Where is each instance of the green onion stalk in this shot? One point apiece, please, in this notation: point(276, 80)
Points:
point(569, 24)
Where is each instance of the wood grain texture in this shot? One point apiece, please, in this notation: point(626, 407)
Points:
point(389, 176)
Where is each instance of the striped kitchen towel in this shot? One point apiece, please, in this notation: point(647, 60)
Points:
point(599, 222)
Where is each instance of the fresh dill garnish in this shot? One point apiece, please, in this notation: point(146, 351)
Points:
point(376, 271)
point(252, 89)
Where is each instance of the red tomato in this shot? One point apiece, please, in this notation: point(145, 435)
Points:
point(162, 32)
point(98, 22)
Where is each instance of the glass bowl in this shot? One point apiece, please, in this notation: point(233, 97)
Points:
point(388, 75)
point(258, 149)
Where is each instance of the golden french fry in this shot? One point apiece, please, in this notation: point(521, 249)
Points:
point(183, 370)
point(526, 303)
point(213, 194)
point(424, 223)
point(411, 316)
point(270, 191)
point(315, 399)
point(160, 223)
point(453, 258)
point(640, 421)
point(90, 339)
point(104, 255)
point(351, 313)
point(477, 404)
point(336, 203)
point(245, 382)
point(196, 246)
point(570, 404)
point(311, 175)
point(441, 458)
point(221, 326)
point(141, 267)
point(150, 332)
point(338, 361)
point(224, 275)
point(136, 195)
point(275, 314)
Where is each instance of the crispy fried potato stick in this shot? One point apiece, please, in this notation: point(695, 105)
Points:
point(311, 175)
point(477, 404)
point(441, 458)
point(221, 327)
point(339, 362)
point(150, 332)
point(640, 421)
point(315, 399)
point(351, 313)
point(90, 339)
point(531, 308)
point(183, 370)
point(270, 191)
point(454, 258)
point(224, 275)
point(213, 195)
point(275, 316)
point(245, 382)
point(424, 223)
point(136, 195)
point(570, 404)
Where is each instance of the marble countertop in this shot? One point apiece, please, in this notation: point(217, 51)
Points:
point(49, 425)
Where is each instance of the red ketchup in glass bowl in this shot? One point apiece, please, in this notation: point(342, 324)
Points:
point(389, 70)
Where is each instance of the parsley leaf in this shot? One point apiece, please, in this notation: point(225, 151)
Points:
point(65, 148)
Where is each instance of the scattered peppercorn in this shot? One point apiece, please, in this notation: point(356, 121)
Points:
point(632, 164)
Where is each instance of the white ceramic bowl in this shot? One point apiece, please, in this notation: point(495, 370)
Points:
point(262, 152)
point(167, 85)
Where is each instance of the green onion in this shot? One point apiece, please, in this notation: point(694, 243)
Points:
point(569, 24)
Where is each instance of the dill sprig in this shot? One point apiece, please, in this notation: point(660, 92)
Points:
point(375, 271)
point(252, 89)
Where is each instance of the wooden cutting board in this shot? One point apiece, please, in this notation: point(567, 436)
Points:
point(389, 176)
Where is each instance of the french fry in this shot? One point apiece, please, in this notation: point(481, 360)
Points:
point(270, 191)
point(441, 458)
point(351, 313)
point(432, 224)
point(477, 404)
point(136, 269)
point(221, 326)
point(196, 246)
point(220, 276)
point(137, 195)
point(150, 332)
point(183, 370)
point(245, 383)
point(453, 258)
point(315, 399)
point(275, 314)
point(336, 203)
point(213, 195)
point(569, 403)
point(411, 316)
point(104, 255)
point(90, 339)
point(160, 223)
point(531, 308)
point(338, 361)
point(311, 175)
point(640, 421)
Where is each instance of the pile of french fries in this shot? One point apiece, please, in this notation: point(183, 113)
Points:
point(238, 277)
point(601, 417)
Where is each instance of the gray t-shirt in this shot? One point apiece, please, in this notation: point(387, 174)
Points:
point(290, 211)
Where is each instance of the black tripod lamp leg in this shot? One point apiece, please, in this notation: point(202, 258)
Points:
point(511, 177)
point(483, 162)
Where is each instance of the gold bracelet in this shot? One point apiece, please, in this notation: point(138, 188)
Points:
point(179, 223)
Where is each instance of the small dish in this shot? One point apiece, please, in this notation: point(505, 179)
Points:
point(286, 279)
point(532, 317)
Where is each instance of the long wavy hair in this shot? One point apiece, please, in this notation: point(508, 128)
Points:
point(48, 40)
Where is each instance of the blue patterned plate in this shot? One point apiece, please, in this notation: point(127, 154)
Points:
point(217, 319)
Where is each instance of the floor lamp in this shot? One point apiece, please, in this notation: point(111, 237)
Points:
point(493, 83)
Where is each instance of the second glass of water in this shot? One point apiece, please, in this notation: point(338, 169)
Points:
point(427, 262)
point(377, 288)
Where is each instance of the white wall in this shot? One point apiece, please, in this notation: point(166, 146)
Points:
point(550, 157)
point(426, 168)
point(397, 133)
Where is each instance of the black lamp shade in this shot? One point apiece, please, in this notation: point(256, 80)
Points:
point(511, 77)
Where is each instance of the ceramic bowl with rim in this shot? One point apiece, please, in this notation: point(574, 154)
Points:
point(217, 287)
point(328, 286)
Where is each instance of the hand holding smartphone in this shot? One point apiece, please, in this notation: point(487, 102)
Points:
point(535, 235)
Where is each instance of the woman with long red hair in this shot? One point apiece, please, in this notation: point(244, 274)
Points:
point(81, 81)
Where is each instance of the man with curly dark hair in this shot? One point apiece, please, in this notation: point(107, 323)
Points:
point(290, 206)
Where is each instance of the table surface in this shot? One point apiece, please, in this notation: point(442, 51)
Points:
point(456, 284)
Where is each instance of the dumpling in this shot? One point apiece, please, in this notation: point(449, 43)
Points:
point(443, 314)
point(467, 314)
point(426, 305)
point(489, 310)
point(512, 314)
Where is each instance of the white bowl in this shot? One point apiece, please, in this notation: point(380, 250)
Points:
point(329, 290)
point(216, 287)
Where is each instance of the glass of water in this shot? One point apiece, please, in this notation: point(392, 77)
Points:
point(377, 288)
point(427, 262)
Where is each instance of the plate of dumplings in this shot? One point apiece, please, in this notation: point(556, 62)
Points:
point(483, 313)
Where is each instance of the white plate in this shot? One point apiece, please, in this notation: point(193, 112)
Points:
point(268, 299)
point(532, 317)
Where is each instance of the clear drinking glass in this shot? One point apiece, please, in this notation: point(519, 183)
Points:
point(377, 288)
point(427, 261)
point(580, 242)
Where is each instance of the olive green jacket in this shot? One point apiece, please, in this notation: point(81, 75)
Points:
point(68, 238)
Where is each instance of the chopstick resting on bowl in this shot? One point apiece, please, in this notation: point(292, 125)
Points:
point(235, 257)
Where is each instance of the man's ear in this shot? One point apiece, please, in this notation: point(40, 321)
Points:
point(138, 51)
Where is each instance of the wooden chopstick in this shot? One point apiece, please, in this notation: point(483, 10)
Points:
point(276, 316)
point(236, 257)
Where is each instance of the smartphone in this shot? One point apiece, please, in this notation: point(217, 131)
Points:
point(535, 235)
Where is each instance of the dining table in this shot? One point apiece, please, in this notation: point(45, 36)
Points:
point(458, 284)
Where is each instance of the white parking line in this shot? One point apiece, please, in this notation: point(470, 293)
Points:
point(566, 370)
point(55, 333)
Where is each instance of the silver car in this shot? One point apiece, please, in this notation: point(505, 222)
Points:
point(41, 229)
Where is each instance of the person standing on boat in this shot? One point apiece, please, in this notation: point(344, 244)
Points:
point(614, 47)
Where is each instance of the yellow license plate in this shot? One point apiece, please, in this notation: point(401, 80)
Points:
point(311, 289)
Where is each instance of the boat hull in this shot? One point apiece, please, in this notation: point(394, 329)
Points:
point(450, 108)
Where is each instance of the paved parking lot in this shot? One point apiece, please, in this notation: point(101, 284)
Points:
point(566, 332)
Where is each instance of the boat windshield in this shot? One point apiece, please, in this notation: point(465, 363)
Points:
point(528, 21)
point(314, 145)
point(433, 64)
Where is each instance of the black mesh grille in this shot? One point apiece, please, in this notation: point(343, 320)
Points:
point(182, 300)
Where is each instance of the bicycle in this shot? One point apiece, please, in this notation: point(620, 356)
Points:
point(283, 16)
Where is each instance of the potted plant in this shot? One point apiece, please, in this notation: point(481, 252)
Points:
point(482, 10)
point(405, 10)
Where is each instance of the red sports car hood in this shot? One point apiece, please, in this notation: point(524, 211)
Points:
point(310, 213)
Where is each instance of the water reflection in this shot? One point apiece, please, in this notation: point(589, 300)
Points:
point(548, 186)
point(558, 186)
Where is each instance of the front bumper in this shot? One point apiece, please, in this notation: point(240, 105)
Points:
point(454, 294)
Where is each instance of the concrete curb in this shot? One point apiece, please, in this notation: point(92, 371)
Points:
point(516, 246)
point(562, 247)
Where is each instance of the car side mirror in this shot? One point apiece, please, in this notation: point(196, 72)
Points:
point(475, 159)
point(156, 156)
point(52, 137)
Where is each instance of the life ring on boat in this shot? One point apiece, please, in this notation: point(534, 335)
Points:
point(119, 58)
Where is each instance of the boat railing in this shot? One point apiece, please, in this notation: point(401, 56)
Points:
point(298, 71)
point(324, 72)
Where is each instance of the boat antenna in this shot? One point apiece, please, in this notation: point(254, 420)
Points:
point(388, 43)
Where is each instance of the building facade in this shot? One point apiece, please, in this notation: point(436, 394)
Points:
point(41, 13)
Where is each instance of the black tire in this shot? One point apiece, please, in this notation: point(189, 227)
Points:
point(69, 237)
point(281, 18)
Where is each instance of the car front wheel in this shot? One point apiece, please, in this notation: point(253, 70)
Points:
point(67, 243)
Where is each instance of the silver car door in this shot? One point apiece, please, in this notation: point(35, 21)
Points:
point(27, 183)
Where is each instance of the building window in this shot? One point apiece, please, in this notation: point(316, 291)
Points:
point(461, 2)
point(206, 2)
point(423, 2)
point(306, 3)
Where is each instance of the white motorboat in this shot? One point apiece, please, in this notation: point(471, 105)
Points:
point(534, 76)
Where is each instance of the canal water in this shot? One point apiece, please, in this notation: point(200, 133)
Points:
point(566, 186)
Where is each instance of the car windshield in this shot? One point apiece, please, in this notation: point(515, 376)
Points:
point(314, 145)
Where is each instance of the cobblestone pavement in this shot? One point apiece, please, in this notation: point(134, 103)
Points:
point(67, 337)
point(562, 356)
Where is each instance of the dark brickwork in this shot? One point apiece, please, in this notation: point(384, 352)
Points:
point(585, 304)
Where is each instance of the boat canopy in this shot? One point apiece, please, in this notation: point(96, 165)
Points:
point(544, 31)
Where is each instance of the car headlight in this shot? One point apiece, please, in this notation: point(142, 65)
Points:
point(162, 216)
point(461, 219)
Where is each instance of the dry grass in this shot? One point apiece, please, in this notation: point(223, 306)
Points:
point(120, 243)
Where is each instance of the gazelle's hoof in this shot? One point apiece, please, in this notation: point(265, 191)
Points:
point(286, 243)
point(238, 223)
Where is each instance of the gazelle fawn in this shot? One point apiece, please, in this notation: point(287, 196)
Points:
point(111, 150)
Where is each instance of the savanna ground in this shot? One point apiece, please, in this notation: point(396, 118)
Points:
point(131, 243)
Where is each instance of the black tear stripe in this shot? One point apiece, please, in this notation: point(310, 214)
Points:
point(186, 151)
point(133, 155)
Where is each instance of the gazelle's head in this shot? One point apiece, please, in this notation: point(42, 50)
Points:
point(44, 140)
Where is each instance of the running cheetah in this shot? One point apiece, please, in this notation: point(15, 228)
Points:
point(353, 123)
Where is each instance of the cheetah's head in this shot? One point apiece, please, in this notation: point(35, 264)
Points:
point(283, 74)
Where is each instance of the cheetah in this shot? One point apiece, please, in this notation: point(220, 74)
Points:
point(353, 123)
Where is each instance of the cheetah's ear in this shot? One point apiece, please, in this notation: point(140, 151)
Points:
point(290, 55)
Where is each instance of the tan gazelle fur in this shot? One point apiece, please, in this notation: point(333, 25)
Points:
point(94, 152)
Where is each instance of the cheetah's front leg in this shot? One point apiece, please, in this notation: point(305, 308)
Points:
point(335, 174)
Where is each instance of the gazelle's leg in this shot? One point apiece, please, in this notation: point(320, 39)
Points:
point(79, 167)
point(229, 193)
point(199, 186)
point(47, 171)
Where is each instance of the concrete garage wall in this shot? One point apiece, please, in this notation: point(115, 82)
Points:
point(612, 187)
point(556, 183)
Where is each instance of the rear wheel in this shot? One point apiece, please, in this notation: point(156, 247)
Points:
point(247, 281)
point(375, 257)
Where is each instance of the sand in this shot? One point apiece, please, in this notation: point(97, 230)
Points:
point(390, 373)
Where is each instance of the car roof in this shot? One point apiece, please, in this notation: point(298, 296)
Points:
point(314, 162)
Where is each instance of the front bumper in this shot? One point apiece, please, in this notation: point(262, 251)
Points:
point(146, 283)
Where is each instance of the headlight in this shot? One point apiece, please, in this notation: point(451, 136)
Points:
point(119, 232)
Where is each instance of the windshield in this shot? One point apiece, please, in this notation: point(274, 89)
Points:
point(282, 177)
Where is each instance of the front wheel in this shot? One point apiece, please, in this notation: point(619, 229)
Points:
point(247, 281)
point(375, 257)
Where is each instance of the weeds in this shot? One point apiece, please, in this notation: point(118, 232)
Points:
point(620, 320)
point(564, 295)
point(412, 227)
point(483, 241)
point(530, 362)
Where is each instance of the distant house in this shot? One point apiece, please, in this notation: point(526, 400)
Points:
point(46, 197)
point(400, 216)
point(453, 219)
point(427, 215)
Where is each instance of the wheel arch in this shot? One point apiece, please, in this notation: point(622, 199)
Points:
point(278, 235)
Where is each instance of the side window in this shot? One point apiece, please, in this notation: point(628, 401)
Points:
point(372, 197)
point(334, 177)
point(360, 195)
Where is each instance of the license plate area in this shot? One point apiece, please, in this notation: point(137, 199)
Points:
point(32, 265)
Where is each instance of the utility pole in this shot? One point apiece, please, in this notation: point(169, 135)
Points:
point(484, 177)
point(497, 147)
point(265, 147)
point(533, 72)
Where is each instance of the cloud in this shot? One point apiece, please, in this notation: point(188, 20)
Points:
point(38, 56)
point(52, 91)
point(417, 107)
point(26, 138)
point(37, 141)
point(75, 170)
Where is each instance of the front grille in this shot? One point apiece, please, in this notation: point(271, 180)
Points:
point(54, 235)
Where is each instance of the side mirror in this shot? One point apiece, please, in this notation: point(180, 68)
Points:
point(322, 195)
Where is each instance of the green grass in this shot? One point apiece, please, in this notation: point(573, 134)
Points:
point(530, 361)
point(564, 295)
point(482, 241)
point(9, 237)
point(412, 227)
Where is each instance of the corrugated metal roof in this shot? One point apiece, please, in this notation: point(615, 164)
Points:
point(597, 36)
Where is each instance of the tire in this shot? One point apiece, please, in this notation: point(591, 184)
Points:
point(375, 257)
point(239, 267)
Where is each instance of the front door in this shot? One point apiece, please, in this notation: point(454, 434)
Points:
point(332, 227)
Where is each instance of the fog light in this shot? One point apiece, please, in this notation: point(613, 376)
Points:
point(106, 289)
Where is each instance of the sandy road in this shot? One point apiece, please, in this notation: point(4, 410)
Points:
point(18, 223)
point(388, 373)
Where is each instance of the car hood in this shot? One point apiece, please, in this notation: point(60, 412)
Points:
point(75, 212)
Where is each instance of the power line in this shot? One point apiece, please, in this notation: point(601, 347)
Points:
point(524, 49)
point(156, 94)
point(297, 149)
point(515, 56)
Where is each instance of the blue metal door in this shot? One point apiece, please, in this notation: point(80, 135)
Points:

━━━━

Each line from the one containing "Where is each instance of the utility" to the end of the records should be echoed exactly, and no other line.

■ **Output for this task**:
Where is each instance of the utility pole in this shot? One point apiece, please, in this notation: point(169, 135)
Points:
point(484, 177)
point(497, 147)
point(265, 147)
point(533, 72)
Where is each instance of the cloud in this shot? One point apiece, please, in this notation: point(188, 20)
Points:
point(38, 56)
point(52, 91)
point(417, 107)
point(26, 138)
point(37, 141)
point(75, 170)
Where is each instance of the front grille in this shot? One point apiece, please, in this notation: point(271, 180)
Points:
point(54, 235)
Where is each instance of the side mirror in this shot? One point apiece, please, in this notation: point(180, 68)
Points:
point(322, 195)
Where is each instance of the green grass in this shot? One point apiece, please, in this notation: point(573, 134)
Points:
point(530, 361)
point(564, 295)
point(482, 241)
point(9, 237)
point(412, 227)
Where is each instance of the corrugated metal roof in this shot? One point apiece, please, in this notation: point(615, 164)
Points:
point(597, 36)
Where is each instance of the tire in this shot? One point apiece, please, in this notation: point(591, 184)
Points:
point(375, 257)
point(239, 267)
Where is each instance of the front door in this shot? One point apiece, please, in this notation: point(454, 434)
Points:
point(332, 227)
Where is each instance of the fog light in this shot? One point apiece, please, in this notation: point(613, 376)
Points:
point(106, 289)
Where is each instance of the sandy road in this shot? One point apiece, please, in this notation: point(4, 410)
Points:
point(18, 223)
point(388, 373)
Where is each instance of the car hood in this shot? One point apiece, please, in this notation: point(60, 412)
Points:
point(75, 212)
Where is each instance of the power line in this shot? One point apiece, please, in this notation: point(601, 347)
Points:
point(524, 49)
point(156, 94)
point(297, 149)
point(515, 56)
Where is each instance of the blue metal door in this shot? One point apiece, please, in this notation: point(80, 135)
Points:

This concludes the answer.